§ WHAT THE EXERCISE ASKS: Output only the lines of the entries that follow, starting at the one with "Target: the small distant hot air balloon" and running down to the one with "of the partial", both included and unchanged.

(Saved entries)
==*==

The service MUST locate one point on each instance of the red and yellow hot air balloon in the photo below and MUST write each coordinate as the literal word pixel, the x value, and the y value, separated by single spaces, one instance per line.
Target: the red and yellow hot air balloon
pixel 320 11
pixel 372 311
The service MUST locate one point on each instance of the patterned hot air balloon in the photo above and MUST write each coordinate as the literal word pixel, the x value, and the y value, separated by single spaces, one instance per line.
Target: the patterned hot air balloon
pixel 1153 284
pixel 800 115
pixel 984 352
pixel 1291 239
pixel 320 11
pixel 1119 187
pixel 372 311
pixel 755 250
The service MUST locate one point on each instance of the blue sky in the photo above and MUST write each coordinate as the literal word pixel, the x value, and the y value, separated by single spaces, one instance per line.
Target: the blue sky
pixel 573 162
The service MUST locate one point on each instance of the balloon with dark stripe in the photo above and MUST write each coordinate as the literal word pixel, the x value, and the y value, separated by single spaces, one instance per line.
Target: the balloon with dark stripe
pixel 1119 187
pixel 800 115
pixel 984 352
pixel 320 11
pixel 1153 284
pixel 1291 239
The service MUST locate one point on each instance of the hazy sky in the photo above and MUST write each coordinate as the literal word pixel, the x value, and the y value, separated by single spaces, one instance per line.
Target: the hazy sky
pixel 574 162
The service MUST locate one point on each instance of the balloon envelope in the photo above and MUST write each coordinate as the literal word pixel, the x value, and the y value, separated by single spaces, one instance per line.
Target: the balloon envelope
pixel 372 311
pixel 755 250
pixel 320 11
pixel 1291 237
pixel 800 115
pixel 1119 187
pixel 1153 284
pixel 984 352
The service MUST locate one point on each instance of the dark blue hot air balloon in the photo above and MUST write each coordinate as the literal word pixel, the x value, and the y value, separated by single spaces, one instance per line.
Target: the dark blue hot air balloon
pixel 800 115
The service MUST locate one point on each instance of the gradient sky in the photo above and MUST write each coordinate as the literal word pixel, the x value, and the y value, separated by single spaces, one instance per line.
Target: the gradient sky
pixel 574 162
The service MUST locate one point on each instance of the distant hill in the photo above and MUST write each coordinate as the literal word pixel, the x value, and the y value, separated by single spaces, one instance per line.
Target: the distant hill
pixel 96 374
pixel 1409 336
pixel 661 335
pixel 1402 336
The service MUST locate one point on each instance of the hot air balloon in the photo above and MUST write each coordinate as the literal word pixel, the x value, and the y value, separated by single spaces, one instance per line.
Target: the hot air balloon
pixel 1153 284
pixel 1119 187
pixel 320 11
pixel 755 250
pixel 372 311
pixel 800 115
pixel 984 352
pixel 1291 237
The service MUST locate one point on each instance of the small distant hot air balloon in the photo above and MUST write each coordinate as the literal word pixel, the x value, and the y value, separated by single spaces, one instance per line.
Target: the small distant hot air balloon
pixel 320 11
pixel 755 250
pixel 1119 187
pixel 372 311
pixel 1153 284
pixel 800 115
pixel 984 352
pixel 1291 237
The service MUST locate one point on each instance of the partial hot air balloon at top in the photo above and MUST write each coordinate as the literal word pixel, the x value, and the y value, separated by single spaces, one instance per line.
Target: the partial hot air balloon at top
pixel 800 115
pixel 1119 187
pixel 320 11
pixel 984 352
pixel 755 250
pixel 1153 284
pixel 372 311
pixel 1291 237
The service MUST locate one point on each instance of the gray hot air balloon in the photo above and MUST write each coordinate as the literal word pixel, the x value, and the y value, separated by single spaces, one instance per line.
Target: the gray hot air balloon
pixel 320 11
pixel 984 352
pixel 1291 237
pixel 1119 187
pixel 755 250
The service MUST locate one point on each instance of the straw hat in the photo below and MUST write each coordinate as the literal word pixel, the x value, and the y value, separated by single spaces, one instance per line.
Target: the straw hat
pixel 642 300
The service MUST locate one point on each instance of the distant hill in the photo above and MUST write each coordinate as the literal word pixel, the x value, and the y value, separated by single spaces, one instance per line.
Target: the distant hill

==*==

§ RESPONSE:
Target: the small distant hot air balloon
pixel 320 11
pixel 755 250
pixel 1119 187
pixel 372 311
pixel 1153 284
pixel 800 115
pixel 984 352
pixel 1291 237
The service MUST locate one point on each instance of the partial hot air balloon at top in the photo above and MUST write each coordinate as the literal word pixel, the x value, and the y value, separated by single spaces, one instance per line.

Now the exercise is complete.